— TASK DIRECTIONS —
Each line from the first line of the entries through the line holding "positive clicks: (58, 177)" is to be restated word for word; nothing else, and no picture, belongs in the answer.

— DATA PROVIDED —
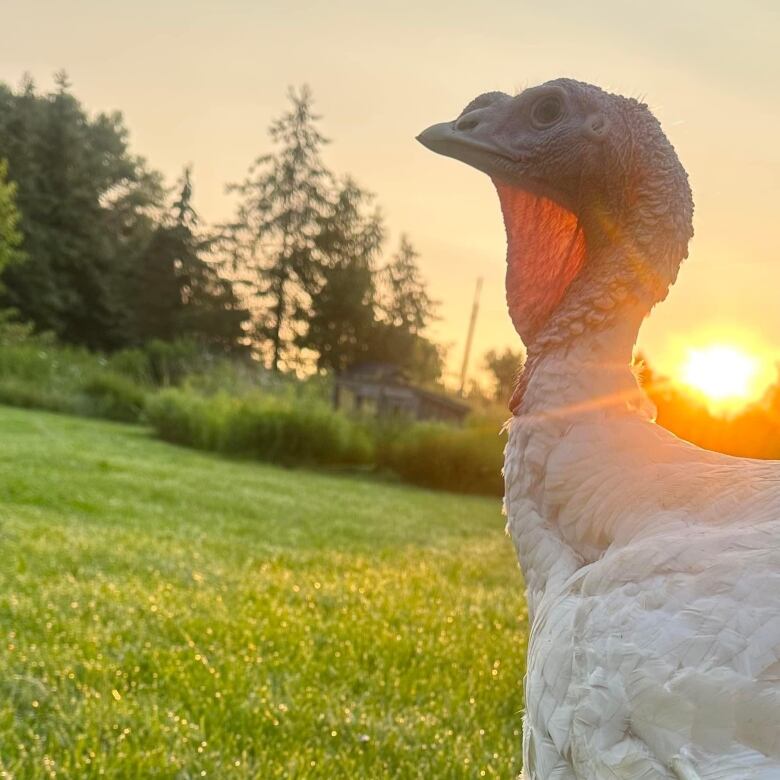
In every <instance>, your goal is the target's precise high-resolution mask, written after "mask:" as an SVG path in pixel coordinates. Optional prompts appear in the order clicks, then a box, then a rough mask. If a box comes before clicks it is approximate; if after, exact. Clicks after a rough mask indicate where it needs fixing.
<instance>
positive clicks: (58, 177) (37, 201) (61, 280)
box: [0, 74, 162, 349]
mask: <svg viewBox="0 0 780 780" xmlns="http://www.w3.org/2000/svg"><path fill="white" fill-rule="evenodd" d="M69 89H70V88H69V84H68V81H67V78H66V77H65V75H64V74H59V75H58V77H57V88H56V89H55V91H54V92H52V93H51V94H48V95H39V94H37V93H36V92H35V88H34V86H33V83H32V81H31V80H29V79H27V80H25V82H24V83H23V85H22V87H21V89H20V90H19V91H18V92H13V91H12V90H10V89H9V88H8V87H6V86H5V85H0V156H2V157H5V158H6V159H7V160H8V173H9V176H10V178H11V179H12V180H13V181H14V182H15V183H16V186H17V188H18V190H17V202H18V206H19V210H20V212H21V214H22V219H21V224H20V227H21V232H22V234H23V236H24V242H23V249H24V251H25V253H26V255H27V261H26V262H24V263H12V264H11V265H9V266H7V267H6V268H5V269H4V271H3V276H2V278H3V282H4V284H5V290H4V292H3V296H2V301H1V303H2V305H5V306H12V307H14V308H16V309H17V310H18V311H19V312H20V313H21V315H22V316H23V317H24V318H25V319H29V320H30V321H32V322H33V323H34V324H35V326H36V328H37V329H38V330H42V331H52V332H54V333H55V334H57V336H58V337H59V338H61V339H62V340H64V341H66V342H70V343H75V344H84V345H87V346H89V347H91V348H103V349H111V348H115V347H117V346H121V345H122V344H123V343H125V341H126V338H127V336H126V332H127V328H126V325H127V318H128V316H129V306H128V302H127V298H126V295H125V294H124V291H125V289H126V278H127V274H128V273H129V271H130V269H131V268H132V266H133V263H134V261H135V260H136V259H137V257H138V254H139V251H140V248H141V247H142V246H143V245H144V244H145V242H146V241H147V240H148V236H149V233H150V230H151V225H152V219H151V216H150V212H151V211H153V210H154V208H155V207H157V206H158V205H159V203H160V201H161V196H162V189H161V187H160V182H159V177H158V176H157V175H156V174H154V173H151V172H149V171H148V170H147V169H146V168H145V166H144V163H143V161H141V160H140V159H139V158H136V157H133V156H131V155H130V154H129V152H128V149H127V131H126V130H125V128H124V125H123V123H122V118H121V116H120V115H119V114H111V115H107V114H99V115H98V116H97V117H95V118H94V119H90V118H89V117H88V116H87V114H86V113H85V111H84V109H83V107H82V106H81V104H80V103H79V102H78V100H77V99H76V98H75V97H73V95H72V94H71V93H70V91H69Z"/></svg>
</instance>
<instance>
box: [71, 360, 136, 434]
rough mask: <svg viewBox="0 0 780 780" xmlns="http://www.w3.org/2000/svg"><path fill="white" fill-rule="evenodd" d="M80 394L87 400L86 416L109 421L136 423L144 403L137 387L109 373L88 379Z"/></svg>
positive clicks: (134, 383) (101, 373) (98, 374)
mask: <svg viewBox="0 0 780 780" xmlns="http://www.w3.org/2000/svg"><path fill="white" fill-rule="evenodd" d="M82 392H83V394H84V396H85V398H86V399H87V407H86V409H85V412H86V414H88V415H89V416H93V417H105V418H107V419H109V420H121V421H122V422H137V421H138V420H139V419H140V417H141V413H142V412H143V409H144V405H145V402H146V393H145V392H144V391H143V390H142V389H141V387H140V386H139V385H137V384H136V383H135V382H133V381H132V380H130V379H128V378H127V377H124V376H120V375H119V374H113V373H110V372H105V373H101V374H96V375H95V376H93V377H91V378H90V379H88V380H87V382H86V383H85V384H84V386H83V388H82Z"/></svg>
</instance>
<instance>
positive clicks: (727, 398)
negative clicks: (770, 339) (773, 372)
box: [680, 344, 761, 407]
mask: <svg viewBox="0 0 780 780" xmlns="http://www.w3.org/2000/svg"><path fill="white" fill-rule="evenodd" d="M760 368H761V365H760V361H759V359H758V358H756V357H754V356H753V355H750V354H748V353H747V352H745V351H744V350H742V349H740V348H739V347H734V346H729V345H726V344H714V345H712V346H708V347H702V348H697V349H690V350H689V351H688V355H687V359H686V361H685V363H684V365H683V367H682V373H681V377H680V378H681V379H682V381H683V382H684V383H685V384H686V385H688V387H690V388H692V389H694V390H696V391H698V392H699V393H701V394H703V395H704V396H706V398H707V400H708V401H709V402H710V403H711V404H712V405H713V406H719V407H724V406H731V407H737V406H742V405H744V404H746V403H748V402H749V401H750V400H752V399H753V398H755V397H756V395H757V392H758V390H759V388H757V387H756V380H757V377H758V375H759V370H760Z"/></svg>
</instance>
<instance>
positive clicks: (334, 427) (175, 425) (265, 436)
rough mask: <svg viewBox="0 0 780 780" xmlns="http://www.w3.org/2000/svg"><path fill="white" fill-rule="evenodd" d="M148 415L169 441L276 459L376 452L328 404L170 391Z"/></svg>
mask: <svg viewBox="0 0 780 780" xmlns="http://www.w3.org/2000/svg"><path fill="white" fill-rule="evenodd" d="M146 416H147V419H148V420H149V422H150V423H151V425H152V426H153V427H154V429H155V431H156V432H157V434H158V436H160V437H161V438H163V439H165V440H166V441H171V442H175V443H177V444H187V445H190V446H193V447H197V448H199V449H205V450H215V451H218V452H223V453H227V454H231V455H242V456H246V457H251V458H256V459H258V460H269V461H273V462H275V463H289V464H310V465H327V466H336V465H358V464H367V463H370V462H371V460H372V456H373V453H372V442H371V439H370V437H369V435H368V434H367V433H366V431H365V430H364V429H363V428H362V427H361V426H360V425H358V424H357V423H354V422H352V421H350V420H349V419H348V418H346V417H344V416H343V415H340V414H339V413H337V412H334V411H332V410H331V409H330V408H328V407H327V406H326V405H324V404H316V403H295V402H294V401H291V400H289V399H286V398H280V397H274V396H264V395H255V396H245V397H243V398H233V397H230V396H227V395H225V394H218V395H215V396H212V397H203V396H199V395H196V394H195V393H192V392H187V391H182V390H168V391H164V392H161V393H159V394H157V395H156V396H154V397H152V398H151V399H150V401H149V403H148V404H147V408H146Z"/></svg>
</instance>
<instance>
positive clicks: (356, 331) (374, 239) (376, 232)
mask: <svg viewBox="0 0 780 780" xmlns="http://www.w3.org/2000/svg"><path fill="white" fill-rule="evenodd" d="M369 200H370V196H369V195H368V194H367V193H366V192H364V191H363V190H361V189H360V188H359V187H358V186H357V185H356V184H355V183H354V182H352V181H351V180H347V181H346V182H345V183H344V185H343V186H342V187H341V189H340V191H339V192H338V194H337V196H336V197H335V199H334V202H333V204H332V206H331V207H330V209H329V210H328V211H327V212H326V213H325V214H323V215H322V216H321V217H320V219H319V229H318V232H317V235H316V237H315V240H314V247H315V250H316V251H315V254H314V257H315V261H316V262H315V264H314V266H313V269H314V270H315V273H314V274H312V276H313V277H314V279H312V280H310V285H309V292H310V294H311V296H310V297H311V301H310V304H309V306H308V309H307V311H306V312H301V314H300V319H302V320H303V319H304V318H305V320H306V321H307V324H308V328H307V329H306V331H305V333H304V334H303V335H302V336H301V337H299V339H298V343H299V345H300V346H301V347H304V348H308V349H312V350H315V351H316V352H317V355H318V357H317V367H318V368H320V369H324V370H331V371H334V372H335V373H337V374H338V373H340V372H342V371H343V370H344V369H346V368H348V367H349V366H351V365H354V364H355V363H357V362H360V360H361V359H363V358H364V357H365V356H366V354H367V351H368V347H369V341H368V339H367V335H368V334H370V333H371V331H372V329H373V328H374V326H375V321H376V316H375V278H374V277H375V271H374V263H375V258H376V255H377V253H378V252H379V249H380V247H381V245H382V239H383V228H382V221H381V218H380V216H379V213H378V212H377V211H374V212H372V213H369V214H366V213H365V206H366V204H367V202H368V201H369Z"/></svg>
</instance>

— TASK RESULT —
In every <instance>, your goal is the target's precise high-resolution mask, written after "mask:" as an SVG path in pixel coordinates. Optional prompts appear in the order clicks, then a box, then a rough mask. If a box comes before clicks it is approximate; if after, exact. Clicks after a rough mask indicate where it needs fixing.
<instance>
positive clicks: (58, 177) (37, 201) (61, 280)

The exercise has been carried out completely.